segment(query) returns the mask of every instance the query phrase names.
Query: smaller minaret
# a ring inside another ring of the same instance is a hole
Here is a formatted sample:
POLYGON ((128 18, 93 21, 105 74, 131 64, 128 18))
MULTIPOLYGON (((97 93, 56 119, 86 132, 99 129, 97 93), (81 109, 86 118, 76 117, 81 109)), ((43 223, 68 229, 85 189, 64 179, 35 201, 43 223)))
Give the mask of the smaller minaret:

* * *

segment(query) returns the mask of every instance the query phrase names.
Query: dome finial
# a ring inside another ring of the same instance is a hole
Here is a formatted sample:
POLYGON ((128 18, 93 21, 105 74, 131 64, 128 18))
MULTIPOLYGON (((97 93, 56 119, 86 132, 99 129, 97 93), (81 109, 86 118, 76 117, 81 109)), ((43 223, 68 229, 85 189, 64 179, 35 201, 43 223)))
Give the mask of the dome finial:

WORK REQUIRED:
Extract every line of the items above that contains the string "dome", matching case exactly.

CORRECT ANSWER:
Query: dome finial
Give the mask of the dome finial:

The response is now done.